* Given problem
Begin at the line that contains "In this exercise you will find the white metal" and stop at the end of the data below, writing out every line again in full. Multiply each coordinate in the answers by 1.8 and round it to a whole number, with halves rounded up.

########################################

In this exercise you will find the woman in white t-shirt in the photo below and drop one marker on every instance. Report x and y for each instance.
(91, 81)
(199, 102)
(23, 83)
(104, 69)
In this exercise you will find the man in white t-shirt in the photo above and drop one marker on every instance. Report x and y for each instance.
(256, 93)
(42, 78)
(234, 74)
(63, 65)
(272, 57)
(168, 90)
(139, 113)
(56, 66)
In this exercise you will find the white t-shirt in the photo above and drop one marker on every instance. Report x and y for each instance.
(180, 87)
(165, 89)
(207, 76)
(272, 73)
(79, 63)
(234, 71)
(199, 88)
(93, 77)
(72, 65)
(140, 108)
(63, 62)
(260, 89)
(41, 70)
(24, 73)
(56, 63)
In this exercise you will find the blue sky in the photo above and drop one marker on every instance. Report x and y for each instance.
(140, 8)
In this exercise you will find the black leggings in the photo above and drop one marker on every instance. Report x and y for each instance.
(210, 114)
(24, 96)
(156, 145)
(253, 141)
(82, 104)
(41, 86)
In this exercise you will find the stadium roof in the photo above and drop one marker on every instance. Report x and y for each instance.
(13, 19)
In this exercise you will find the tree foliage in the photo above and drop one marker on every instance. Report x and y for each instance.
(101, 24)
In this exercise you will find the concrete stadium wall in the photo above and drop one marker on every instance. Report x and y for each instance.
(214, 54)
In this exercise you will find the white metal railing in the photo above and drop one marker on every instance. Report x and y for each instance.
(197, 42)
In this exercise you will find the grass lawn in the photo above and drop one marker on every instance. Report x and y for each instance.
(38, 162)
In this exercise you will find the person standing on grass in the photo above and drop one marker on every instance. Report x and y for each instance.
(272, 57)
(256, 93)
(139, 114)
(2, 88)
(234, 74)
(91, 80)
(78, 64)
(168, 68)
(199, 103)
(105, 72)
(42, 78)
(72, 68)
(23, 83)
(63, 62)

########################################

* Correct output
In this exercise you will find the white metal railing in the photo above and drop one marker on every instance. Report x and y for each instance.
(355, 76)
In this exercise you will find the grass lawn in the photo above and drop one marker on every instance. Report x and y for each instance.
(68, 292)
In this exercise you will find the person standing on grass in the photo above and drop one marker on every instance. Report x and y for each instance.
(490, 103)
(461, 167)
(250, 205)
(4, 158)
(421, 133)
(164, 144)
(140, 115)
(302, 122)
(358, 185)
(189, 130)
(76, 140)
(130, 122)
(41, 149)
(113, 112)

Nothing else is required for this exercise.